# [WHAT IS BEING ASKED]
Carry on the forum thread about the 30-second internet dropouts, starting after its final post.

# [DOCUMENT SEGMENT]
# Internet loses connection for 30 seconds at seemingly random times



## Schneids (Jan 29, 2008)

Hello again. I've posted this before but then a day after posting the problem stopped happening. Now its starting up again and any help would be appreciated.

Here's a summary of the problem:

At what seems to be random times, my internet connection will suddenly go down and everything using the internet, obviously stops working the way its supposed too. At first I thought it only happened when playing games such as World of Warcraft and Battlefield 2, but then i noticed it is only more frequent when playing a game, and still happens even when I'm just browsing the web. 

My house has 4 computers in it, all routed back to one modem. The only computer that gets these disconnects is the one I use most often (mine). It's beginning to get incredibly frustrating during gameplay when I'm in an important event or a battle and suddenly I get disconnected from the server and must wait 30 seconds (or more) to begin playing again. I have checked the networking tab of the task manager while I'm playing games, and I can't see an abnormalities when doing anything. At first I thought maybe it's because I have multiple computers on at the same time, and found out its not because of a few self tests I did. Then I thought maybe I had too many programs running at the same time that deal with internet, and negative on that one as well. I only run AIM 6 and a game at the same time, nothing more.

If anyone has experienced and similar problem, or knows a way to help figure out why this is happening, please let me know as soon as possible.


----------



## lorjack (Nov 15, 2007)

OS running on all affected systems
*Make & models* of all equipment (routers, network cards, modems).
Wired or wireless? 
What wireless encryption is in use? (WPA, WPA2, WEP, None)
Browsers being used (Firefox, IE, Safari, Opera,...)
What security software is installed? (Firewalls, AV, Spyware, Malware,...)

The following tests would be most useful when you have a disconnect

Open up a command prompt (Start > run > cmd)
Type the following bolded commands and post the results for each affected machine.

*ipconfig /all*
*ping www.google.com *
*ping 74.125.53.99*

Note: To post results of commands, alternate click on the top of the command prompt > edit > select all >
alternate click on the top of the command prompt > edit > copy > paste in a message here. If you are on
a computer that can't connect to the internet then paste the contents in a text document and save it to a
portable media like a flash drive, then use an internet capable machine to post the contents.


----------



## Schneids (Jan 29, 2008)

Windows XP with SP2

WRT300N Router (v1.1) 
Wired (Although it is on SSID broadcast for a laptop)
WEP
FireFox (rarely use IE unless it is opened via link)
Windows Firewall / Ad-Aware SE / Avast 4.8 (registed AV)


----------



## Schneids (Jan 29, 2008)

I got reconnected as pinged that IP, but it wouldn't even go to google.



> Microsoft Windows XP [Version 5.1.2600]
> (C) Copyright 1985-2001 Microsoft Corp.
> 
> C:\Documents and Settings\Brian>ipconfig /all
> ...


----------



## lorjack (Nov 15, 2007)

It looks like a dns issue. Please verify this by typing google's IP address (above) in your browser.

(Segmentation annotation records)
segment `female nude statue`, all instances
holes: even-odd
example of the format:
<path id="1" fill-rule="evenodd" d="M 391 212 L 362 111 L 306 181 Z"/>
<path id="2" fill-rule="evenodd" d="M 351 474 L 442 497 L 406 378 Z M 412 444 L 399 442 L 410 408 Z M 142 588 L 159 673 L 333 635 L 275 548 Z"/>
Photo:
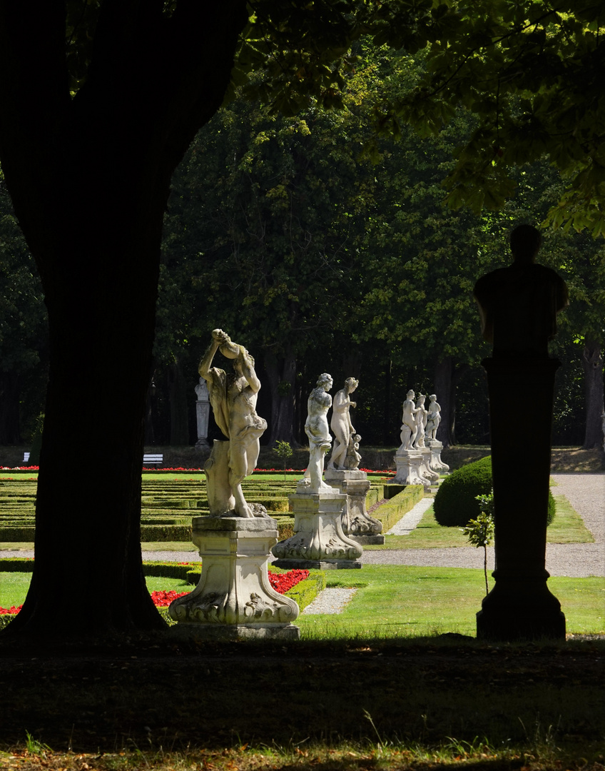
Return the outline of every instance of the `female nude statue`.
<path id="1" fill-rule="evenodd" d="M 307 402 L 308 414 L 304 433 L 309 438 L 309 465 L 301 481 L 308 484 L 312 490 L 330 487 L 321 476 L 325 454 L 332 443 L 332 437 L 328 429 L 328 410 L 332 406 L 332 397 L 328 392 L 333 383 L 331 375 L 328 372 L 320 375 Z"/>
<path id="2" fill-rule="evenodd" d="M 356 407 L 357 402 L 351 401 L 350 394 L 353 393 L 358 385 L 358 380 L 347 378 L 345 388 L 338 391 L 334 397 L 332 419 L 330 422 L 330 428 L 334 431 L 334 449 L 328 464 L 328 469 L 343 469 L 345 466 L 349 439 L 355 433 L 348 410 L 349 407 Z"/>
<path id="3" fill-rule="evenodd" d="M 441 407 L 437 403 L 437 395 L 432 393 L 429 397 L 431 400 L 429 405 L 429 414 L 426 416 L 426 439 L 437 439 L 437 429 L 441 423 Z"/>
<path id="4" fill-rule="evenodd" d="M 233 375 L 226 375 L 223 369 L 211 366 L 219 349 L 224 356 L 233 359 Z M 242 480 L 252 473 L 256 466 L 259 439 L 267 428 L 267 421 L 256 412 L 260 382 L 254 372 L 254 359 L 243 345 L 231 342 L 222 329 L 214 329 L 212 342 L 200 362 L 199 372 L 208 385 L 217 425 L 229 439 L 228 485 L 235 501 L 235 516 L 264 516 L 246 502 L 241 490 Z M 230 513 L 221 512 L 224 513 Z"/>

# [FINAL ANSWER]
----------



## Schneids (Jan 29, 2008)

Put that IP in my browser and first time, it didn't connect and left me with an error. Second time It knocked out all programs currently connected to the internet. (restored in 30 seconds obviously). And just now, third time putting it in and it's connecting to google successfully.

:4-dontkno

Anything else I can do to help get confirmation on a DNS issue?

If it helps, here's the pings without connection loss.



> Microsoft Windows XP [Version 5.1.2600]
> (C) Copyright 1985-2001 Microsoft Corp.
> 
> C:\Documents and Settings\Brian>ping 74.125.53.99
> ...



edit: Also have to say, thank you so much for taking time to help me, appreciated.


----------



## Schneids (Jan 29, 2008)

I don't know if its because of this rain or something, but now I'm losing connection every damn 5 minutes. I'll be trying to talk to someone over AIM and they'll miss half the things I say. I'm going crazy over this right now. I use my computer for gaming, but what good is it if I can't play games (multiplayer at least) for more than 5 minutes?

Could it be a network overload? I normally have 45-50 processes running at once, but I can't really see that being the problem, after all my CPU usage is always under 5% and the charge is usually around 650/4956


----------



## lorjack (Nov 15, 2007)

Boot into safe mode with networking and see if you still have problems.


----------



## Schneids (Jan 29, 2008)

It just randomly stopped. This is why I have so much trouble trying to show the problem to people, it'll be completely random and sometimes work, and other times it won't. I'm sure I'll get more crap from it tomorrow, so I'll try safe mode. If that works or not, what should I do next? Ill make sure to report back either way.


----------



## lorjack (Nov 15, 2007)

We'll need to know if safe mode makes a difference first before we decide on the next step.


----------



## Schneids (Jan 29, 2008)

not making a difference. Also it is now happening with more than just 1 computer on the network. Could it just be that optonline is getting...crappy?


----------



## johnwill (Sep 26, 2002)

Sounds like a common issue. Top suspect would be the ISP in this scenario.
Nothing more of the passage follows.